**Exercise data**:

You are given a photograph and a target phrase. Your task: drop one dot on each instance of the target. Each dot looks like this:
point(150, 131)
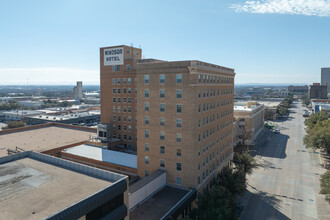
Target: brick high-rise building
point(185, 120)
point(184, 113)
point(325, 77)
point(118, 91)
point(317, 91)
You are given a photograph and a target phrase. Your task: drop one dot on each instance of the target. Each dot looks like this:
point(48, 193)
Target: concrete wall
point(146, 191)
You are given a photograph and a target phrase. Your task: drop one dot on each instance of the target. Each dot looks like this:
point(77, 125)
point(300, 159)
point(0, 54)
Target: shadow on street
point(269, 204)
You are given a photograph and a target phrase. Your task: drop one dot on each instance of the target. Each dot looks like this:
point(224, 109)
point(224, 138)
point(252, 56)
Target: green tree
point(315, 118)
point(235, 182)
point(216, 203)
point(318, 137)
point(244, 163)
point(14, 124)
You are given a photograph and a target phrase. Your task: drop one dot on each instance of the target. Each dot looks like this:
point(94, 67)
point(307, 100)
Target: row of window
point(125, 137)
point(211, 92)
point(162, 79)
point(125, 118)
point(162, 149)
point(162, 163)
point(125, 90)
point(203, 79)
point(124, 81)
point(118, 109)
point(162, 107)
point(162, 121)
point(178, 136)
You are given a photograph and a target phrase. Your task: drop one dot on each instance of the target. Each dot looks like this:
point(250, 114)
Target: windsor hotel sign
point(114, 56)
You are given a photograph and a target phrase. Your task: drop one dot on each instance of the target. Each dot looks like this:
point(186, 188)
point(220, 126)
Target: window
point(178, 180)
point(162, 93)
point(178, 122)
point(178, 137)
point(178, 166)
point(146, 79)
point(146, 93)
point(179, 93)
point(162, 79)
point(179, 108)
point(178, 78)
point(146, 133)
point(146, 160)
point(178, 152)
point(162, 149)
point(146, 106)
point(162, 107)
point(162, 163)
point(162, 135)
point(162, 121)
point(146, 120)
point(146, 147)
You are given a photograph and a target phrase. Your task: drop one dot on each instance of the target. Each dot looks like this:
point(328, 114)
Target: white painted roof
point(98, 153)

**Task description**:
What you return must match, line for line, the data from the line containing "point(224, 109)" to its end, both ends included.

**Answer to this problem**:
point(224, 109)
point(224, 138)
point(252, 56)
Target: green tree
point(315, 118)
point(235, 182)
point(216, 203)
point(318, 137)
point(244, 163)
point(14, 124)
You are given a photograph and a target phrase. Your task: drop one dot on each instance of the target. Each dot looks like this:
point(94, 67)
point(307, 100)
Target: row of window
point(125, 137)
point(211, 92)
point(162, 79)
point(125, 118)
point(162, 149)
point(162, 163)
point(125, 90)
point(203, 79)
point(124, 81)
point(118, 109)
point(162, 107)
point(162, 121)
point(178, 136)
You are given a photograph and a target phrase. Your task: drop one dot on each instance of the target. Each dot looks like this:
point(250, 114)
Target: windsor hotel sign
point(114, 56)
You are given a photograph and a target phrase. Your task: drop one dot on each instance of the target. Each dot looks like this:
point(186, 188)
point(220, 126)
Target: window
point(178, 180)
point(162, 93)
point(178, 122)
point(178, 137)
point(178, 166)
point(146, 79)
point(146, 93)
point(179, 93)
point(162, 79)
point(179, 108)
point(178, 78)
point(146, 133)
point(146, 160)
point(178, 152)
point(162, 149)
point(146, 106)
point(162, 107)
point(162, 163)
point(162, 135)
point(162, 121)
point(146, 120)
point(146, 147)
You are given a photograph and a target phrase. Your task: drop one dot on each instance of the target. Each dot looks like this:
point(328, 114)
Target: white painted roof
point(98, 153)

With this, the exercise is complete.